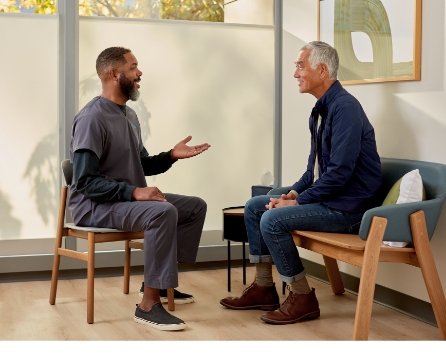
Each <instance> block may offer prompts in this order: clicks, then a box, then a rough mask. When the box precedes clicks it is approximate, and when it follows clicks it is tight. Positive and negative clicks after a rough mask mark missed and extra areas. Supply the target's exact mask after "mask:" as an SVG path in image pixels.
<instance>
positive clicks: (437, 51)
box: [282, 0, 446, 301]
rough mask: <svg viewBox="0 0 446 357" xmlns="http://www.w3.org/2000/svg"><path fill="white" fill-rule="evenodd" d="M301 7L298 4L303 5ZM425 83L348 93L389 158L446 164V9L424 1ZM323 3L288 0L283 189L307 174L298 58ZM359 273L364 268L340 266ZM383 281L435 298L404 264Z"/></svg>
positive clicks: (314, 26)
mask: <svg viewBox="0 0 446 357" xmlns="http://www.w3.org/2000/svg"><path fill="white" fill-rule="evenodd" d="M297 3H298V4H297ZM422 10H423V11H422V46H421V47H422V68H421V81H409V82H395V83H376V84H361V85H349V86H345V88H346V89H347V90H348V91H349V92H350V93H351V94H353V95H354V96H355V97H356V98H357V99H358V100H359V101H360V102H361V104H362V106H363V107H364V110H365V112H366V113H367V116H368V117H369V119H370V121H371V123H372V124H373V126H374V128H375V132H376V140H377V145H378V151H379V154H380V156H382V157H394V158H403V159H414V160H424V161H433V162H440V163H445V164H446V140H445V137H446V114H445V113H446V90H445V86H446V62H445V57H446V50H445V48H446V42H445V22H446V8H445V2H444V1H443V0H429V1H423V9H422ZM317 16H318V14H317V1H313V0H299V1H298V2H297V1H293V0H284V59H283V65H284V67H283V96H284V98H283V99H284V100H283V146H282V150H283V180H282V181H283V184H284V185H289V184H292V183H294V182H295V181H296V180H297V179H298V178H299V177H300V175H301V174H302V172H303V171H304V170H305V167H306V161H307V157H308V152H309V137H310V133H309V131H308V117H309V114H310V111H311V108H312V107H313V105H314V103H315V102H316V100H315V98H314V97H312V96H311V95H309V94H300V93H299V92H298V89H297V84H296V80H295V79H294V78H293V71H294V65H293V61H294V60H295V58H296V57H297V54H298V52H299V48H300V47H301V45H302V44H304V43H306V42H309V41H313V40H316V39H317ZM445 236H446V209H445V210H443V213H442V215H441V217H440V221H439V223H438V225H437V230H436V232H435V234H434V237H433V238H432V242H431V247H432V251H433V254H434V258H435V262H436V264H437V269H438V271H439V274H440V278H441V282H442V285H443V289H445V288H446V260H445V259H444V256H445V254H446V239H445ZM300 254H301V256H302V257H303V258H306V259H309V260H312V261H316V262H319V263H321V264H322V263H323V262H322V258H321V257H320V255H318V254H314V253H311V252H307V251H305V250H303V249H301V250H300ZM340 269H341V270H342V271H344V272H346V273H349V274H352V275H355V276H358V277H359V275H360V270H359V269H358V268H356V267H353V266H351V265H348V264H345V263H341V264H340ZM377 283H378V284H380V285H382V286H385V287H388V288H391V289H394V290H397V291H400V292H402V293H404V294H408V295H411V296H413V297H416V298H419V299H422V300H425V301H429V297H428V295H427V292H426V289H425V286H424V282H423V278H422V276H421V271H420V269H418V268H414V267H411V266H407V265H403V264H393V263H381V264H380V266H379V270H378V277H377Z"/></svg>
++++
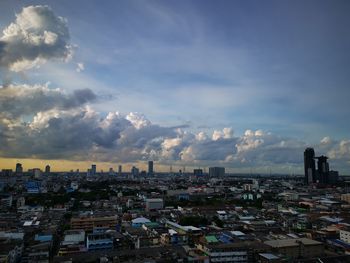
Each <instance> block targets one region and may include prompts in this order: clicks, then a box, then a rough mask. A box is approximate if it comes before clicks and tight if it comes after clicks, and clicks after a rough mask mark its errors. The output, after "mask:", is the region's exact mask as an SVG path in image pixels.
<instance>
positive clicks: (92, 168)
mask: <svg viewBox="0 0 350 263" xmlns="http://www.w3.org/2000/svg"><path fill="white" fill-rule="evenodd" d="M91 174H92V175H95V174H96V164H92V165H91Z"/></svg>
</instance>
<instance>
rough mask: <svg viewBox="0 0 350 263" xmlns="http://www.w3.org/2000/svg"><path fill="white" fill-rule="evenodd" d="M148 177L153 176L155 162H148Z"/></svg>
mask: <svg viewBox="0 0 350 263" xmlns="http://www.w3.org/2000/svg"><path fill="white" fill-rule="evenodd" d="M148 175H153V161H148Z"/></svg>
++++
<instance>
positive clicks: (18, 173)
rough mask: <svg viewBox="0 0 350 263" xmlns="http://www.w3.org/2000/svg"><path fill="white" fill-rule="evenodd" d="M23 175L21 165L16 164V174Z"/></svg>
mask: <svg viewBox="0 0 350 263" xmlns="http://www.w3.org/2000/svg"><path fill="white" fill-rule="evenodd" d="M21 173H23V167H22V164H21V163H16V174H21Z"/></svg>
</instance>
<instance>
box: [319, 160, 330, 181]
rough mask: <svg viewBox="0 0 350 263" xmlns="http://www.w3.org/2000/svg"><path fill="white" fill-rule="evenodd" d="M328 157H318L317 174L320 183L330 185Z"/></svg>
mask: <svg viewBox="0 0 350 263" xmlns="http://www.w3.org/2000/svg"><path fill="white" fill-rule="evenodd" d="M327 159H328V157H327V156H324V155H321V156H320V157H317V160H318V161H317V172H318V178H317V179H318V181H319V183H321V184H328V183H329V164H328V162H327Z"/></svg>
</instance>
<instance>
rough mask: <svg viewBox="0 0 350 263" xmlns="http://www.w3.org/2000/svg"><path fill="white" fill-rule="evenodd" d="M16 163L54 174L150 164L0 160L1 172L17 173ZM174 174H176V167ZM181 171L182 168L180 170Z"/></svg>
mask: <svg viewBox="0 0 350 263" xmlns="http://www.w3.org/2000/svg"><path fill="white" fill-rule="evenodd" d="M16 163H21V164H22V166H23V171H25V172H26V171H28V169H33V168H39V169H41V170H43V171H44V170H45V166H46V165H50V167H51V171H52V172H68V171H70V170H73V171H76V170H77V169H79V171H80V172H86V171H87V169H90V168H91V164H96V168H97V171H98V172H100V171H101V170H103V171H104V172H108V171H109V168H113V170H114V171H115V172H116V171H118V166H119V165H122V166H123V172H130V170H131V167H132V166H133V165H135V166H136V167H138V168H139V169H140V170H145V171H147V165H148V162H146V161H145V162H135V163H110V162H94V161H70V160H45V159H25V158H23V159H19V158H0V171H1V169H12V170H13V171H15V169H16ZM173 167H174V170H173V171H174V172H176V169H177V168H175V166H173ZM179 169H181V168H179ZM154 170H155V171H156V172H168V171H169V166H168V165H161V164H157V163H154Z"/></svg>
++++
[WORK ITEM] Please work out the number of lines in the listing that hold "prompts". Nothing besides the number is wanted.

[EXPECTED OUTPUT] 2